** Supplied entries follows **
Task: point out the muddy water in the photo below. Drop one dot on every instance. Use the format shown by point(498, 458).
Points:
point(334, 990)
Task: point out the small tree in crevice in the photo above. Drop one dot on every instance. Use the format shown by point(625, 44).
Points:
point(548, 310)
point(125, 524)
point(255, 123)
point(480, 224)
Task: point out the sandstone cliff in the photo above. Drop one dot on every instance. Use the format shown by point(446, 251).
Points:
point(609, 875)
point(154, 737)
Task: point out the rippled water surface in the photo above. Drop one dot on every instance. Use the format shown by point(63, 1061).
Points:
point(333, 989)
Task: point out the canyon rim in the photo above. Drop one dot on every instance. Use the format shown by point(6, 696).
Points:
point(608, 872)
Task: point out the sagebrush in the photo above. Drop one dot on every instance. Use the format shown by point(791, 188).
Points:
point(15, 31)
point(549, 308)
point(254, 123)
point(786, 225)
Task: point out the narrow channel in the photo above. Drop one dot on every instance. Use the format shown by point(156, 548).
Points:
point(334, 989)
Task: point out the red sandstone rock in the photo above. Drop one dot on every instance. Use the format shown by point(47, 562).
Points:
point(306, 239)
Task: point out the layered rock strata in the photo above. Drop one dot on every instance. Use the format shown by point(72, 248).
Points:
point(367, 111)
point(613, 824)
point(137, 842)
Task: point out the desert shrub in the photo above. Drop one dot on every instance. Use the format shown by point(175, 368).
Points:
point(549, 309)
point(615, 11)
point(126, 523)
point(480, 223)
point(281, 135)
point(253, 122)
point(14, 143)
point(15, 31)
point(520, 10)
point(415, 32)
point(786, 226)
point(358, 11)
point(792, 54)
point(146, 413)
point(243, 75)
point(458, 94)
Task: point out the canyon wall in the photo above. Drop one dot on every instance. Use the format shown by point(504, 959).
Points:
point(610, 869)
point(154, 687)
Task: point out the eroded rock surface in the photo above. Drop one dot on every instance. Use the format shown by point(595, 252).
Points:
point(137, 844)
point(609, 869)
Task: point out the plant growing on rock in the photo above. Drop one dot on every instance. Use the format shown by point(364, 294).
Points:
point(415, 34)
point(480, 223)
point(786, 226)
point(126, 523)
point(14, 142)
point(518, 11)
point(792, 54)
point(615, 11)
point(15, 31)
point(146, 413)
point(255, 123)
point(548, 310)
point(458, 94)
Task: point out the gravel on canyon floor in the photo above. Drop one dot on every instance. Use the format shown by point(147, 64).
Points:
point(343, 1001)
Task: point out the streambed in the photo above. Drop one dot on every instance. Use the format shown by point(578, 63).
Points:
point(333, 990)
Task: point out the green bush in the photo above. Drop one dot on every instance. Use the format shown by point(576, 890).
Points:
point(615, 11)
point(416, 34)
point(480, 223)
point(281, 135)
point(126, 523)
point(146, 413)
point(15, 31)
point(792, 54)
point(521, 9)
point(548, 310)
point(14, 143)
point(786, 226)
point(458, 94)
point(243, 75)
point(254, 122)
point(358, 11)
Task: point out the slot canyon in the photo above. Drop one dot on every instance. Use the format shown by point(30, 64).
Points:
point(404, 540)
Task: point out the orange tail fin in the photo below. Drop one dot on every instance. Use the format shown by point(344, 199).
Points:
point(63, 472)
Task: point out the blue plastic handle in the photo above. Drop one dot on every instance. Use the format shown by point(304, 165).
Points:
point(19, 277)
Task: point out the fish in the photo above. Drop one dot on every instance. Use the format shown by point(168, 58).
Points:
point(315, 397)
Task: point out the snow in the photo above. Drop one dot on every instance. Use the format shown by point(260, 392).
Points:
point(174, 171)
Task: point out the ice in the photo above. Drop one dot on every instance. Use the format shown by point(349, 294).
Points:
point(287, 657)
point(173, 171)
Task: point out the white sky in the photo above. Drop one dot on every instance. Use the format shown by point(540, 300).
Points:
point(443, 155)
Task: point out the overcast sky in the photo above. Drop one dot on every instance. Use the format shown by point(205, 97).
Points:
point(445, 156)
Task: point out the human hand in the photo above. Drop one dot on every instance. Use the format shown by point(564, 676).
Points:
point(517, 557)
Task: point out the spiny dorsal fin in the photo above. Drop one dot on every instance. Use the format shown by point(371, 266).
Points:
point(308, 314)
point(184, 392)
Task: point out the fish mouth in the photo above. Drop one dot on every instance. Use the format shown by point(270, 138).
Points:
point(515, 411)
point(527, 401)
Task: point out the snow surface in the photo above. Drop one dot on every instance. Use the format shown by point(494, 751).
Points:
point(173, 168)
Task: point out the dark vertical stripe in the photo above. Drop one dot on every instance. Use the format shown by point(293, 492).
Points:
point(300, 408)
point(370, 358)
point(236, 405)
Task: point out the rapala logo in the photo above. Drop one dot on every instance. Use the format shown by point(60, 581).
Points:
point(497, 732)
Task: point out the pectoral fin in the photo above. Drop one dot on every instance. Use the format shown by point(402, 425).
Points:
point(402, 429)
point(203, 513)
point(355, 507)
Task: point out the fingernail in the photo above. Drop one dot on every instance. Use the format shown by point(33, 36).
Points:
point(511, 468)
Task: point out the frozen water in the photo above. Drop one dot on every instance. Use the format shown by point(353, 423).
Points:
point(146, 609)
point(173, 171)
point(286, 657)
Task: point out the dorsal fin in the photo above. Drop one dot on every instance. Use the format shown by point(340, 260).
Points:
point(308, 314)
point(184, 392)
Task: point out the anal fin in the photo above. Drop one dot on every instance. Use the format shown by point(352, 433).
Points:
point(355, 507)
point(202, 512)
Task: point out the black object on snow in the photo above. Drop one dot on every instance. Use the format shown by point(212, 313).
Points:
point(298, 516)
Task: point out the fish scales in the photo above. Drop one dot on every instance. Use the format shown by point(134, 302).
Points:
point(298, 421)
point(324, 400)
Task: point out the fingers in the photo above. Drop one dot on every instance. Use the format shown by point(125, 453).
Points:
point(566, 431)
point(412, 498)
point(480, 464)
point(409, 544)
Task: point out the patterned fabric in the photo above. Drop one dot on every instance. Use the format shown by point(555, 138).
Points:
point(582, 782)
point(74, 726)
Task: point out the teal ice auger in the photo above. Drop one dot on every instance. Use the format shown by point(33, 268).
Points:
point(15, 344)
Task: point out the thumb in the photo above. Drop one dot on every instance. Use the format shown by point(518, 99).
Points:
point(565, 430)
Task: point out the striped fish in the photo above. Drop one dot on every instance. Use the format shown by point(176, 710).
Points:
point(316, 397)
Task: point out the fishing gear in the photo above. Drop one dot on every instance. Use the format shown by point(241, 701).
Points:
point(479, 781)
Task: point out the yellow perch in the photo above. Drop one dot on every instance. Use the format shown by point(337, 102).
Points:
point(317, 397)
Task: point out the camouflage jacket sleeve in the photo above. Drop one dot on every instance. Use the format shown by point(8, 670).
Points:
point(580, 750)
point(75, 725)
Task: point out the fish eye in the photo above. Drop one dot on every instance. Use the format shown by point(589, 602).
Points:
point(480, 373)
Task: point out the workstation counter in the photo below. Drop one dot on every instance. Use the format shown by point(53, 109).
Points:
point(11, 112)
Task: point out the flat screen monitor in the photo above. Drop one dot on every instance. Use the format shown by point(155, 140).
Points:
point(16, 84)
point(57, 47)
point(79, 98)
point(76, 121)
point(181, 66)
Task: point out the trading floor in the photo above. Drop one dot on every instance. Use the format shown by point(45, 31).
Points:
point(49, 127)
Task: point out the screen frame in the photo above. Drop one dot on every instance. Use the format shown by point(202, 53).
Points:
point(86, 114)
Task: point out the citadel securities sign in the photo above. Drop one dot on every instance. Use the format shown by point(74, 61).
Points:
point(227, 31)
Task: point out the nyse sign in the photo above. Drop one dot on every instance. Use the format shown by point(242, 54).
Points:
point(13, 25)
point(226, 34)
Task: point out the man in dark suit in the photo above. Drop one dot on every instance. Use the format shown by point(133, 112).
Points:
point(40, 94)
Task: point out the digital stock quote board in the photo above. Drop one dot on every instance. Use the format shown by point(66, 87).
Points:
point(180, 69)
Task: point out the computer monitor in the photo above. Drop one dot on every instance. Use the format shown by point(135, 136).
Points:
** End of Supplied entries **
> **What you will do**
Where does "monitor" appear in the records above? Copy every line that has it.

> **Solution for this exercise**
Task: point out the flat screen monitor in the photo above. Drop one dot on every instance. Use the format shown by point(155, 140).
Task: point out the computer monitor in the photo above. Drop one dot on every instance. Use the format shown by point(135, 136).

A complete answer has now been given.